Fonte:
* * * *

A Articulação dos Povos Indígenas do Brasil (APIB) estima 2,5 mil indígenas do país na cidade. Lideranças cobram maior representatividade nas negociações e a inclusão da demarcação de terras como política climática.

Por Julie Pereira

Os povos indígenas ocuparam a cidade de Belém para participar da 30ª Conferência das Nações Unidas sobre Mudanças Climáticas (COP30), que iniciou nesta segunda-feira (10). De acordo com a Articulação dos Povos Indígenas do Brasil (APIB), cerca de 2,5 mil representantes devem estar na cidade durante a conferência, o maior número já registrado em uma COP. Apesar disso, apenas 14% deles (360) conseguiram credenciamento para a Zona Azul, área restrita onde ocorrem as negociações oficiais.

O recorde anterior de participação foi registrado em Paris, em 2015, e em Dubai, em 2023, quando foram contabilizados cerca de 350 integrantes de povos originários, segundo a organização da COP30.

* * * *

Amostra de dados:
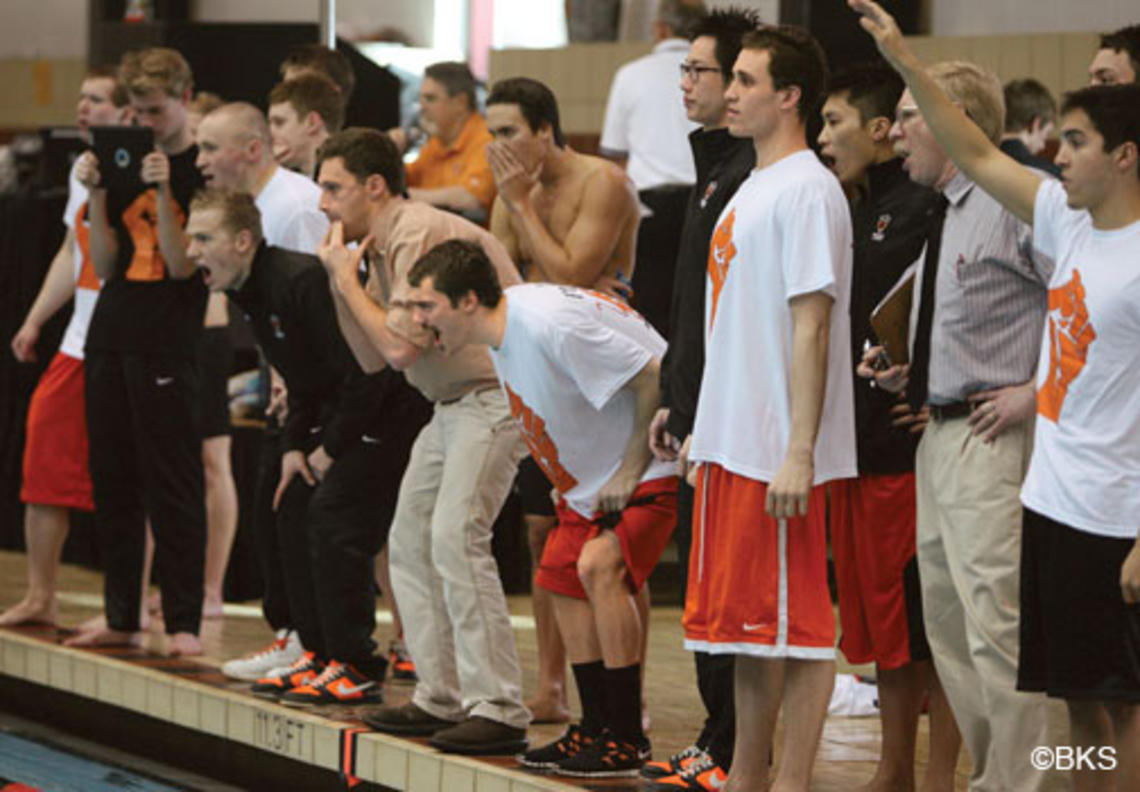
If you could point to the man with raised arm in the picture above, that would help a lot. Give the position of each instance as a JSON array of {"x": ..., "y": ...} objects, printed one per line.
[
  {"x": 55, "y": 473},
  {"x": 564, "y": 218},
  {"x": 302, "y": 113},
  {"x": 1080, "y": 629},
  {"x": 723, "y": 163}
]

* * * *

Objetivos:
1. Transcreva da reportagem sobre os indígenas na COP30 o trecho que vai de "Por Julie Pereira" até "organização da COP30.", incluindo essas palavras.
2. Prossiga a reportagem sobre os indígenas na COP30 a partir do ponto em que ela termina.

Respostas dadas:
1.
Por Julie Pereira

Os povos indígenas ocuparam a cidade de Belém para participar da 30ª Conferência das Nações Unidas sobre Mudanças Climáticas (COP30), que iniciou nesta segunda-feira (10). De acordo com a Articulação dos Povos Indígenas do Brasil (APIB), cerca de 2,5 mil representantes devem estar na cidade durante a conferência, o maior número já registrado em uma COP. Apesar disso, apenas 14% deles (360) conseguiram credenciamento para a Zona Azul, área restrita onde ocorrem as negociações oficiais.

O recorde anterior de participação foi registrado em Paris, em 2015, e em Dubai, em 2023, quando foram contabilizados cerca de 350 integrantes de povos originários, segundo a organização da COP30.

2.
A presença expressiva é resultado de ferramentas criadas pelo Brasil para incluir a maior quantidade de povos no debate climático. Entre elas estão o Círculo dos Povos, instância representativa de grupos quilombolas, tradicionais e indígenas, um pavilhão na Zona Verde voltado para eles, e a Aldeia COP, acampamento organizado para receber os participantes a partir desta terça-feira (11).

Os participantes indígenas do Brasil entram na conferência como party overflow, categoria que permite ao país incluir representantes além da delegação oficial informada à Organização das Nações Unidas (ONU). As 360 credenciais foram repassadas à Apib, que recebeu indicações das organizações regionais e encaminhou a lista final ao Itamaraty.

Quem recebe esse tipo de credencial pode circular pelos espaços de negociação, mas não tem direito a discurso, voto ou participação em reuniões fechadas. Mesmo assim, acompanha de perto as delegações, o que dá a chance de conversar com técnicos do país, participar de eventos paralelos e expor o que desejam ver nas negociações.

Toya Manchineri, coordenador da Coiab, em entrevista coletiva, durante a abertura da COP. (Foto: Kaiti Gavião/COIAB Crédito: Roberto Souza)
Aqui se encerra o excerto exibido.